WHAT IS EXPECTED. Rewrite the listing, starting at the line that has "Reviewer note: confirm that each instance of the field" and stopping after the line that has "column 686, row 432". Put "meadow" in place of "field" and leave everything else unchanged.

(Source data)

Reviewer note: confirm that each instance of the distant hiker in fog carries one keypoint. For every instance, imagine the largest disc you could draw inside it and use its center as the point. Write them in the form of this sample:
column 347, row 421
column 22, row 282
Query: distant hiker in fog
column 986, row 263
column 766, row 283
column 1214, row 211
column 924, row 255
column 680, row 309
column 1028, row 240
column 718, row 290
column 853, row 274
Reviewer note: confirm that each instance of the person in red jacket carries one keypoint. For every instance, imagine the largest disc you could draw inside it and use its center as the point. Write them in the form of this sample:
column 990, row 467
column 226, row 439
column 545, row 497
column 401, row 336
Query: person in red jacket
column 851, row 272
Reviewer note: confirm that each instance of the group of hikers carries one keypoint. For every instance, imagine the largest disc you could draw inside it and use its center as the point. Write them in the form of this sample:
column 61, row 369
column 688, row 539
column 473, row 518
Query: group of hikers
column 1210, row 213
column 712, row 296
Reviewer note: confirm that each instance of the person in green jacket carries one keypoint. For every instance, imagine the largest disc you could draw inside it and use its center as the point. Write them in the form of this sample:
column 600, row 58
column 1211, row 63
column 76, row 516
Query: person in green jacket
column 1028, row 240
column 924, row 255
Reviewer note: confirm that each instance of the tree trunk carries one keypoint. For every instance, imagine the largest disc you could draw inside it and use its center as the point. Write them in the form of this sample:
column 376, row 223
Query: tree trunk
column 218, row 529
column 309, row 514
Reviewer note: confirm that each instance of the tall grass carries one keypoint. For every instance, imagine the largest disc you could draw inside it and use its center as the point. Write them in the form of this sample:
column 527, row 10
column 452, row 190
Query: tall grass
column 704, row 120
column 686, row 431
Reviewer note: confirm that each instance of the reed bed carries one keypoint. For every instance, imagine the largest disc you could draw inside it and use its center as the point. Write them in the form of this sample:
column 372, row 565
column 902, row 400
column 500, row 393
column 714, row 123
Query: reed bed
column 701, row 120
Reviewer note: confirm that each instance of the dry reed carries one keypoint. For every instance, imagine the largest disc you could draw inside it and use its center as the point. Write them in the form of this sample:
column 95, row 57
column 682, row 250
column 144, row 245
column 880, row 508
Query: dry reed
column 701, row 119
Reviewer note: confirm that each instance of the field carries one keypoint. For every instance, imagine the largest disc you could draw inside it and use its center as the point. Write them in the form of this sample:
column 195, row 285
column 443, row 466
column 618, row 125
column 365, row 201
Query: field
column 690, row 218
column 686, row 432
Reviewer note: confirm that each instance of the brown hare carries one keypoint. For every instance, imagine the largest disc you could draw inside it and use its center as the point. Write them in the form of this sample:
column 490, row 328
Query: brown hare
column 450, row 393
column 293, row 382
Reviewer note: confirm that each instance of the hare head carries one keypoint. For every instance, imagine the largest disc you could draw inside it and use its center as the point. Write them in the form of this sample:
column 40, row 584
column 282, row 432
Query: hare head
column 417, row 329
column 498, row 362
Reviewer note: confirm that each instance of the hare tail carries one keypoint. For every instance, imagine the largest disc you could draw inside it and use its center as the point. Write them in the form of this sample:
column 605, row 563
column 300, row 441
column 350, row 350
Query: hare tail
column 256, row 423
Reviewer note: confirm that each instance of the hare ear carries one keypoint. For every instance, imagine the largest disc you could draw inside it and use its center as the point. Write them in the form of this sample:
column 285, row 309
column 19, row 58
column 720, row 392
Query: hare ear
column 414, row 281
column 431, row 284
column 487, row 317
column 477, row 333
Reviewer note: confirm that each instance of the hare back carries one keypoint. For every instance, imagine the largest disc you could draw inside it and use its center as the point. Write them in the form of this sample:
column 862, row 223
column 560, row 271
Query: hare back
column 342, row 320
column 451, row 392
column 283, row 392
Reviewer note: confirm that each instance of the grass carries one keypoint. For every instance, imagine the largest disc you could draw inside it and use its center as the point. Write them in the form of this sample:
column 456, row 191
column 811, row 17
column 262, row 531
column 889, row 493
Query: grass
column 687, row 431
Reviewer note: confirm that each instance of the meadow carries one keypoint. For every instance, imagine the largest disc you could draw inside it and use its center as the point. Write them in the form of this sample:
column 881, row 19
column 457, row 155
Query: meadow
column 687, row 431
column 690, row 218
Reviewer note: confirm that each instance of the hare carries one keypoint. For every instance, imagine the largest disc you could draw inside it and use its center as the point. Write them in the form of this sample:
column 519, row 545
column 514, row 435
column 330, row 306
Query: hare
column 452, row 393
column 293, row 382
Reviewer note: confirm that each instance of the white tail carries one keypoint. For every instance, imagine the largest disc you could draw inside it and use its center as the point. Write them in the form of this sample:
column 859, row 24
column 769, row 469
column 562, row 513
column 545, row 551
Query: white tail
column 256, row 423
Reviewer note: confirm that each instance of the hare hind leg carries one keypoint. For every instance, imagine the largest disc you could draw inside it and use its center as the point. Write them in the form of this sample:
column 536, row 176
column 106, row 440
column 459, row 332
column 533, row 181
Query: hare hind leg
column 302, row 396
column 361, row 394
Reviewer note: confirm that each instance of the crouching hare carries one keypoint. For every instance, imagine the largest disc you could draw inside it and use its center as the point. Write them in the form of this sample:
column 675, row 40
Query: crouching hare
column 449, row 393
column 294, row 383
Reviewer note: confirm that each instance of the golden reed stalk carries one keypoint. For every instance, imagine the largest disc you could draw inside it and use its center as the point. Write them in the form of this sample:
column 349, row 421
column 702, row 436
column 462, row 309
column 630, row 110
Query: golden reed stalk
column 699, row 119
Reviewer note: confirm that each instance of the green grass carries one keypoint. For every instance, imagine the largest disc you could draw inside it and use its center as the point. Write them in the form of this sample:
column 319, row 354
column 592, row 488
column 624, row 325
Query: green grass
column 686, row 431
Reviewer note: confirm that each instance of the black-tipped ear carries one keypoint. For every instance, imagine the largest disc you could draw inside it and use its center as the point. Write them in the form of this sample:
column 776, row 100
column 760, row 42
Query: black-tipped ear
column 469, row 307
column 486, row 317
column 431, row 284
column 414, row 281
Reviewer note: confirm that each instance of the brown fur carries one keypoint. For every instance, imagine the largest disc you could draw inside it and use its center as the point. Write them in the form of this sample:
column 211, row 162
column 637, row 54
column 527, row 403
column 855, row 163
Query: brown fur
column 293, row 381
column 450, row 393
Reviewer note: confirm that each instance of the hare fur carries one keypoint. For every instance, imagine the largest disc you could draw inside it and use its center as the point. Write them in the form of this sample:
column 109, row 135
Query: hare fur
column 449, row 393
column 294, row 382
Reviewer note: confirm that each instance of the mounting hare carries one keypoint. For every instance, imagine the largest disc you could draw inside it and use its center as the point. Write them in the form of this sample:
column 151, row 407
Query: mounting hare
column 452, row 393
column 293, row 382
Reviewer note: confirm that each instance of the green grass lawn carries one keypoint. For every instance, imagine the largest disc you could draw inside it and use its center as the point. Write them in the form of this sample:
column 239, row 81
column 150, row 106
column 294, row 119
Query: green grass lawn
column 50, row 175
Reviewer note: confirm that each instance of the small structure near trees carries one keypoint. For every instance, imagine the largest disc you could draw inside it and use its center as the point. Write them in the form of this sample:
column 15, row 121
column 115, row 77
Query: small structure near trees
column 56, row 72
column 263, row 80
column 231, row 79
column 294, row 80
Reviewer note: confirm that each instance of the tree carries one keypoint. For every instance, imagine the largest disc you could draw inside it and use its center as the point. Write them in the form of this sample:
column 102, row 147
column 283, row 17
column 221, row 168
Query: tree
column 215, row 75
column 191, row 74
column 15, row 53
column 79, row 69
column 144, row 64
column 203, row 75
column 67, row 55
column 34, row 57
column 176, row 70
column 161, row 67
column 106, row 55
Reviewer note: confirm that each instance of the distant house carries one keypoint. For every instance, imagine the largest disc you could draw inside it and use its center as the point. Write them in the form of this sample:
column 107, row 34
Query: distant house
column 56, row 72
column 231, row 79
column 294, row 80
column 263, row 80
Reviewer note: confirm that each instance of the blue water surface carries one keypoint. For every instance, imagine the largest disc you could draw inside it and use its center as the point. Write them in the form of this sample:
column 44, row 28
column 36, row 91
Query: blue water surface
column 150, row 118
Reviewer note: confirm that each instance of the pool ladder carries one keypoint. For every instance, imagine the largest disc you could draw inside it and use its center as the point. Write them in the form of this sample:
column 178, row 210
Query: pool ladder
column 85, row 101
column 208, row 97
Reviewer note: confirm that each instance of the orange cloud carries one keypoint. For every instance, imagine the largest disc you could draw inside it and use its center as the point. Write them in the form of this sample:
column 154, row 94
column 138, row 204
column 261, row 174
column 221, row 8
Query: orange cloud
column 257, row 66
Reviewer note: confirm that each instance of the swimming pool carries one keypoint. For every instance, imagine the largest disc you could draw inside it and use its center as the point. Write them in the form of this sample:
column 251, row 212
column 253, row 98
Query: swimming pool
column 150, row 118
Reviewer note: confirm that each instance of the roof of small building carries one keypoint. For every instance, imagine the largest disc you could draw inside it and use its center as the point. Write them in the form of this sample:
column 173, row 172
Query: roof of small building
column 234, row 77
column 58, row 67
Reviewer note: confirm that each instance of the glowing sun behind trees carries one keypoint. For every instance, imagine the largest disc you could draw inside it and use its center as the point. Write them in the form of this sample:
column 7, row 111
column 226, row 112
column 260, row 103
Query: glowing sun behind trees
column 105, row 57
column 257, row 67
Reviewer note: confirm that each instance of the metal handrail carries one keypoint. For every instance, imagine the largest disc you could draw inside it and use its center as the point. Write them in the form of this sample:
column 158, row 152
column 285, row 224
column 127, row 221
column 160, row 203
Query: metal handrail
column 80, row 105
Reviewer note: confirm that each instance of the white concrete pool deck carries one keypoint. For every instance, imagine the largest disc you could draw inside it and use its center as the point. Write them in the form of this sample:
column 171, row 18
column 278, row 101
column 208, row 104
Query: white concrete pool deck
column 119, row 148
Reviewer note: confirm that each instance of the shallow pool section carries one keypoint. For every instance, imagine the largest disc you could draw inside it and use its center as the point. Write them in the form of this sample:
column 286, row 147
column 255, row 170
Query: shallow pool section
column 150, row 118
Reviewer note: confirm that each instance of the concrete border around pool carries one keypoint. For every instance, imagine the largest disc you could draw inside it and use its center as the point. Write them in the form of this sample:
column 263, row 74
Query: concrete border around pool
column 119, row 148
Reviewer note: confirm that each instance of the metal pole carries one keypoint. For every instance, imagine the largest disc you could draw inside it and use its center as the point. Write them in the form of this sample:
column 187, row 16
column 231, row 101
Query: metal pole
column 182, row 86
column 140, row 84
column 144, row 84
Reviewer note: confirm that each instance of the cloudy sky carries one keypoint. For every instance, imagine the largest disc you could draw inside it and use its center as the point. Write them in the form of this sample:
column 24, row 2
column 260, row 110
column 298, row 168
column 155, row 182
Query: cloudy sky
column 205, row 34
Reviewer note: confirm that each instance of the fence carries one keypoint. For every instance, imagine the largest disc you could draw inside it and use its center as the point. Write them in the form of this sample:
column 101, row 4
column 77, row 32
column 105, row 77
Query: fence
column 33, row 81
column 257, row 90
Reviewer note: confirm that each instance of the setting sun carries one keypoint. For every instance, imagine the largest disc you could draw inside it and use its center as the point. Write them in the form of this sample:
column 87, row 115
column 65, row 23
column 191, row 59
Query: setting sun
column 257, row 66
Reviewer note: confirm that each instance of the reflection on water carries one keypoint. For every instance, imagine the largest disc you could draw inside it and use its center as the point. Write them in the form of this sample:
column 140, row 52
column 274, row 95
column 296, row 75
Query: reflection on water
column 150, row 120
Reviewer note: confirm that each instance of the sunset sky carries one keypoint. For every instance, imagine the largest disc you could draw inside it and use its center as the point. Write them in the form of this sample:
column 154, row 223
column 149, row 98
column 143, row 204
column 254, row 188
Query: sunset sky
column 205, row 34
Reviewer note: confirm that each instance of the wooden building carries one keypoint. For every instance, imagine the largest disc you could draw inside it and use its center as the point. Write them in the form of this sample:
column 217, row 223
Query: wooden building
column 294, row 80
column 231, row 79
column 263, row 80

RESULT OF THE TASK.
Reviewer note: confirm that each instance of the meadow carries one keypoint. For every instance, imagine the largest disc you could draw inside it and use its center as the point. Write them in the form of this sample:
column 195, row 285
column 443, row 466
column 618, row 125
column 365, row 201
Query: meadow
column 690, row 218
column 686, row 432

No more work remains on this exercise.